- **Esercizio proposto**:
Prosegui la discussione sull'aggettivo "cosiddetto", riportata più sotto, a partire dall'ultima frase.

- **Testo del documento**:
※ ※ ※
# cosiddetto



## Geviert

Salve a tutti,

l'utilizzo dell'aggettivo "cosiddetto" serve a richiamare l'attenzione su un termine o parola quando se ne ritiene proprio o improprio l'uso, secondo contesto. La mia domanda è: L'utilizzo è sempre in senso negativo, spregiativo o ironico? Se voglio scrivere, ad esempio, in un saggio scientifico:

_     La mancanza di equivalenza tra le unità di analisi - secondo il cosiddetto "problema fondamentale dell'inferenza causale" * - non ci permette di seguire questa strategia di ricerca.      
_
se l'aggettivo ha questo senso ironico o negativo a priori, cosa si può utilizzare? magari un più neutrale: "secondo il denominato "problema..."

Grazie.


*Metterei i sergenti anziché le virgolette doppie, poiché queste ultime hanno già di per sé un senso di distacco negativo (questo editor non accetta i sergenti).


----------



## giginho

Ciao!

Non concordo con te sull'uso di cosiddetto. Questa parola è usata anche per indicare un termine che è passato nel linguaggio comune ma non è propriamente corretto o codificato oppure, ancora, deriva da una lingua straniera. Per esempio:

Alcuni tifosi inglesi, cosiddetti hooligans, sono noti per essere molto violenti

In senso spregiativo, il termine cosiddetto indica un qualcuno o qualcosa che dovrebbe avere delle caretteristiche intrinseche della definizione stessa della cosa in questione e che invece non le ha:

Questi cosiddetti poliziotti sono peggiori dei delinquenti

In questo caso, l'intento spregiativo è molto marcato


----------



## Geviert

Ciao Giginho e grazie per la risposta.

sinceramente non colgo dove non concordi con me (e cosa mi proporresti in cambio):

"Questa parola è usata anche per indicare un termine che è passato nel  linguaggio comune ma non è propriamente corretto o codificato oppure,  ancora, deriva da una lingua straniera" = "quando se ne ritiene... improprio l'uso".

con il senso spregiativo nel tuo esempio dei polizzioti mi vuoi indicare dunque che l'uso dell'aggettivo riguarda unicamente la non appropriatezza o lo spregio del termine a cui fa riferimento? Grazie.


----------



## giginho

non concordo con te quando dici:



> L'utilizzo è sempre in senso negativo, spregiativo o ironico?



volevo dire che secondo me non è così.
※ ※ ※
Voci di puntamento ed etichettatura
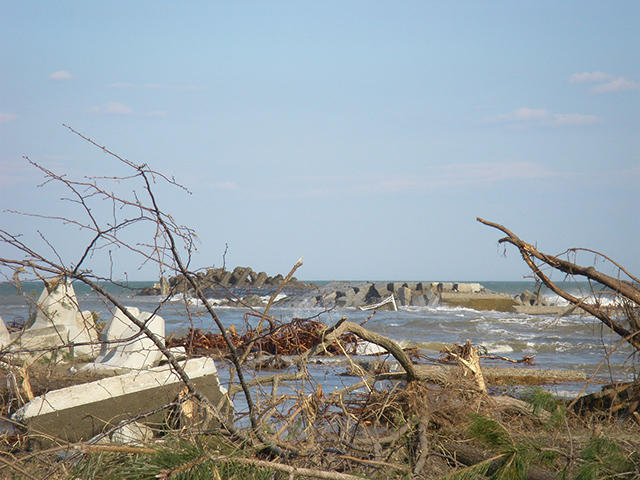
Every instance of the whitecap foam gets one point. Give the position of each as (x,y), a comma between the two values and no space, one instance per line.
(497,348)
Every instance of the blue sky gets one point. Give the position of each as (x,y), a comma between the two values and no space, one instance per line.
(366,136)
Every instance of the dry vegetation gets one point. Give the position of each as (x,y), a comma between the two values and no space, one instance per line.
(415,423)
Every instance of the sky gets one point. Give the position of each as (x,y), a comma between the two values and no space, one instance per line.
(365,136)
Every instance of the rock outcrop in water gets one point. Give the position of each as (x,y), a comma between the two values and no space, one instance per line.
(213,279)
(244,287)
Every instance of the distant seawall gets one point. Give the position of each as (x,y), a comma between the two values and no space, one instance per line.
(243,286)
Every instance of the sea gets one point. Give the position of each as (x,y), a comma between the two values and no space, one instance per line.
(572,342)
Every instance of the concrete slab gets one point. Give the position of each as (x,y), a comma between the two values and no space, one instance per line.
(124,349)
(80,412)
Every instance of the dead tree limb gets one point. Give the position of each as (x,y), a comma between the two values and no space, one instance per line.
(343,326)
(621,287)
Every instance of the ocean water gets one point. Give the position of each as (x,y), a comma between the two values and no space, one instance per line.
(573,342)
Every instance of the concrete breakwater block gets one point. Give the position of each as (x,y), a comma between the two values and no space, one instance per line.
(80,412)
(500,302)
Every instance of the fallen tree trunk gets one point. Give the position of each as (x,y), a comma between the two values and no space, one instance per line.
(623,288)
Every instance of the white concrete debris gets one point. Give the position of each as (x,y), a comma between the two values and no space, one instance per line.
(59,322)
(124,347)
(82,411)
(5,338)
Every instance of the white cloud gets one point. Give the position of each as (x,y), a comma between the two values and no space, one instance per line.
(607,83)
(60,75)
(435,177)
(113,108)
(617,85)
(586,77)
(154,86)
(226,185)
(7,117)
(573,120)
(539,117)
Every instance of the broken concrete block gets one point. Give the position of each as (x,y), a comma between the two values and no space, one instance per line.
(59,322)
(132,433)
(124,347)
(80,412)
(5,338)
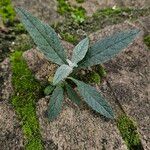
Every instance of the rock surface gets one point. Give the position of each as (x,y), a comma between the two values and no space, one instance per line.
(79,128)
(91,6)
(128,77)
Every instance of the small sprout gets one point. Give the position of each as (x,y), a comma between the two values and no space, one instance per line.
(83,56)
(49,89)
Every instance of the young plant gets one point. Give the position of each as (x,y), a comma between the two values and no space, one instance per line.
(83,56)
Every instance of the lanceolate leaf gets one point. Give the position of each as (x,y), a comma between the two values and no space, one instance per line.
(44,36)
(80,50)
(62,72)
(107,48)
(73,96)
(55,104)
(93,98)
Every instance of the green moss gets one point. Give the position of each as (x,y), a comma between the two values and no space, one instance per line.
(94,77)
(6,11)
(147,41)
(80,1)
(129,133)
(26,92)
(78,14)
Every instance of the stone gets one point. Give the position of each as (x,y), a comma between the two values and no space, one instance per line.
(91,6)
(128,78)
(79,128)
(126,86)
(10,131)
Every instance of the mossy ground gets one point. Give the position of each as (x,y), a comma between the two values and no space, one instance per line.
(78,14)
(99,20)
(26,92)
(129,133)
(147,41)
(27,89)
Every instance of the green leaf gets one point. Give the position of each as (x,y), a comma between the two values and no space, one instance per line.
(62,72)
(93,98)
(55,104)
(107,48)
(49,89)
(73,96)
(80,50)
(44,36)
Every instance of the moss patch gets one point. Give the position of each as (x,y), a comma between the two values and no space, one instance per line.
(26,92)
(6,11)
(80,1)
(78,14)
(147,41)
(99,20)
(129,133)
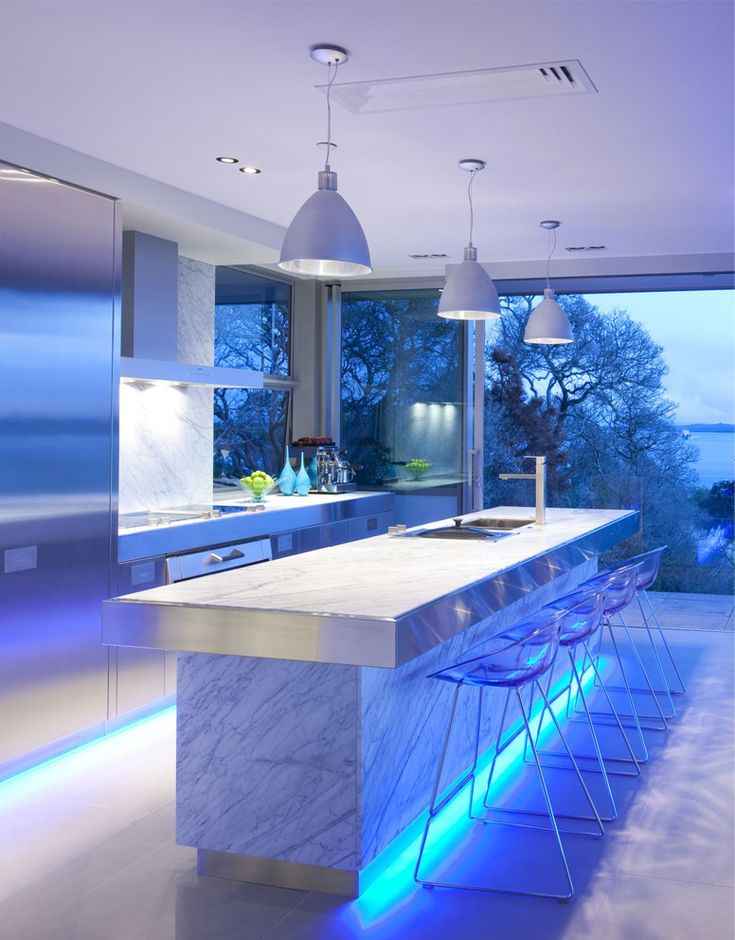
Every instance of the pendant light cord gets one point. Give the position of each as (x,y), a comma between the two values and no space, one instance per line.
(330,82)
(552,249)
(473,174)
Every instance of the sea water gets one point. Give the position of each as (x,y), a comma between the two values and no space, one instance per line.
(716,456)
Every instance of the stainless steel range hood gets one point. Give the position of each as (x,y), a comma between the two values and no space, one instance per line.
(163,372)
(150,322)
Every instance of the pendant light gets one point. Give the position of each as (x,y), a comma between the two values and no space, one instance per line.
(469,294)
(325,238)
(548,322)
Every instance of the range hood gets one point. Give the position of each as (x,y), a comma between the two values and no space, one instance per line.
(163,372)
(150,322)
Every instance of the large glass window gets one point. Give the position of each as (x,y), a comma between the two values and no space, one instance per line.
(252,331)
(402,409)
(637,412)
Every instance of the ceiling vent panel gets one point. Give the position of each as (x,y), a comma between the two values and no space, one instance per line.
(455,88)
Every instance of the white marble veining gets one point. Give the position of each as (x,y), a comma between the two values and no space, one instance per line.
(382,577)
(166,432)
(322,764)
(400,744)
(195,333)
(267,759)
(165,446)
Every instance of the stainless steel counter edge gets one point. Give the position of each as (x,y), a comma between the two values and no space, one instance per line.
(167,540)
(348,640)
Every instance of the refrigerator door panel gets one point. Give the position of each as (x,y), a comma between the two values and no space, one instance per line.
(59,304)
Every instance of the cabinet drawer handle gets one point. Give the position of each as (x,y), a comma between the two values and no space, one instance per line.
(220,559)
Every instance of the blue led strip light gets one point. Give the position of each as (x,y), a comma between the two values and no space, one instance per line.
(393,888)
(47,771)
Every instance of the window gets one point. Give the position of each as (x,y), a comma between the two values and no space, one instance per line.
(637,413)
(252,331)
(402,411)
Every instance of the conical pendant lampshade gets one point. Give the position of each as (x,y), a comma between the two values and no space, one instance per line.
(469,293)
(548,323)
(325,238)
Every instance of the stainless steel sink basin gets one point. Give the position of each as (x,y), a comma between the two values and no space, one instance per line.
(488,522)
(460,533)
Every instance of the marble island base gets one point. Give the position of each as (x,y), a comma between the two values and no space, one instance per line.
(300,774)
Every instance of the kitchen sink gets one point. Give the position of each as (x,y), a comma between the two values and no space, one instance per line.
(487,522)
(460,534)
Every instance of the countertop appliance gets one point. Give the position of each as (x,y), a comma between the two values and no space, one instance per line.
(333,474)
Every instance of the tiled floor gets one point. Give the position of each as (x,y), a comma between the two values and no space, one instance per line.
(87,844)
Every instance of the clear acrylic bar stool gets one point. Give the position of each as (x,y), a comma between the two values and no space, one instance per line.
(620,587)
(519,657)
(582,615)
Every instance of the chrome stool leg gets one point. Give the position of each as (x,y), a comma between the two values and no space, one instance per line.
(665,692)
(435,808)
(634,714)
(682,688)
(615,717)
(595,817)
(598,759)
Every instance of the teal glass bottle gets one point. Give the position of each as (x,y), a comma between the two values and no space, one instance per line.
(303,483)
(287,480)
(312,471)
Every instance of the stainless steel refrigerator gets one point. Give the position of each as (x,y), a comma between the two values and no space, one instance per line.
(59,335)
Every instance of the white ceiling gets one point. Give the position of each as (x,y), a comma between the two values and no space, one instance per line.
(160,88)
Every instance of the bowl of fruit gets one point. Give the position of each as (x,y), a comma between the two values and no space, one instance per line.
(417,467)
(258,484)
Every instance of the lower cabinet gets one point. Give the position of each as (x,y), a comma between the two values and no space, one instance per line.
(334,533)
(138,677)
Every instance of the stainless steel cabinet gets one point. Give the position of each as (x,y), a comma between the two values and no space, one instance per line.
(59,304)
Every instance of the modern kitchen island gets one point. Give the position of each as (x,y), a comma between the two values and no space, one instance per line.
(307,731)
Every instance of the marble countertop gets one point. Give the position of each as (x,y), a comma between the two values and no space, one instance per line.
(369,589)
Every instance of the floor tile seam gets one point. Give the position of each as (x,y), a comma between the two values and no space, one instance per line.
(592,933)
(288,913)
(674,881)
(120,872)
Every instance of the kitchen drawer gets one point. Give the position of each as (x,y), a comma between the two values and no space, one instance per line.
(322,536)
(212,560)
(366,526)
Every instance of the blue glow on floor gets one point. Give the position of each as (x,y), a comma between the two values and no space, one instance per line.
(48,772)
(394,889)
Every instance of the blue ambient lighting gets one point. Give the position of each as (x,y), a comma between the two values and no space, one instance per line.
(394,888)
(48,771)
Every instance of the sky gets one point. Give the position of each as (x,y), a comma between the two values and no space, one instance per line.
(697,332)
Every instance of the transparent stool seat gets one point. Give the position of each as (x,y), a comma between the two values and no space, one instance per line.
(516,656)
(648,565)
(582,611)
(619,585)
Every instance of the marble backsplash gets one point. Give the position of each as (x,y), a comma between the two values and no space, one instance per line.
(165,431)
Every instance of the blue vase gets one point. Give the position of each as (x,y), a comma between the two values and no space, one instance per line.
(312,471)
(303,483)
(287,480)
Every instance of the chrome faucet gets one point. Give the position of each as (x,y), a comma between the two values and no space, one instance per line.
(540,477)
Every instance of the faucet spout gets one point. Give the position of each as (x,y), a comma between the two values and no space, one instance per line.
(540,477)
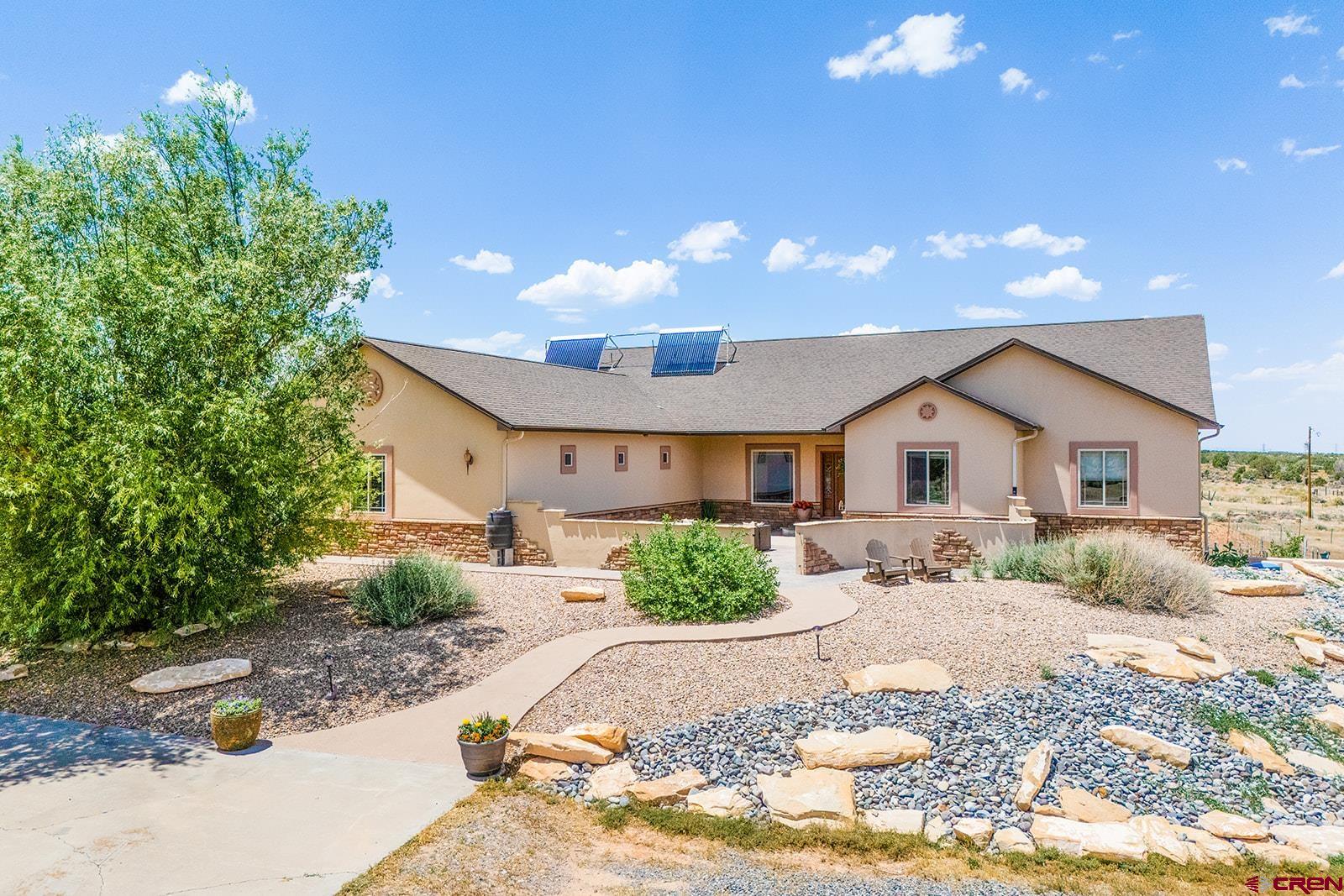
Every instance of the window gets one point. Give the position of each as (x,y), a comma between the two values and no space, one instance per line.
※ ※ ※
- **Risposta finale**:
Nel primo esempio il termine hooligans non è considerato spregiativo o ironico ma solo "tecnico"

Nel secondo caso è spregiativo in quanto le qualità che dovrebbe avere un poliziotto non sono presenti in determinati elementi della polizia che vengono definiti nella frase peggiori dei delinquenti.


----------



## longplay

Ciao Gev. !

Credo che, secondo una vecchia regola della quale non so l' origine, l' uso delle "..." escluderebbe la necessità del "cosiddetto" (cioè, nel tuo caso sarebbe inutile). Invece :

- la cosiddetta particella di Dio (bosone di Higgs)- andrebbe bene per sottolineare l' improprietà del termine. Comunque, la presenza delle "virgolette" o di "cosiddetto" non

sempre segnala un' improprietà di termini : la "teoria della relatività" è solo per dare risalto all' argomento.Ciao.


----------



## Geviert

Grazie. 

Allora, secondo Gigi l'aggettivo è neutrale come inciso terminologico: 

_Alcuni tifosi inglesi*, cosiddetti hooligans,* sono noti per essere molto violenti_

Domanda qui: se aggiungo l'articolo plurale diventa "spregiativo"?:

_alcuni tifosi inglesi, *i *cosiddetti hooligans, sono noti...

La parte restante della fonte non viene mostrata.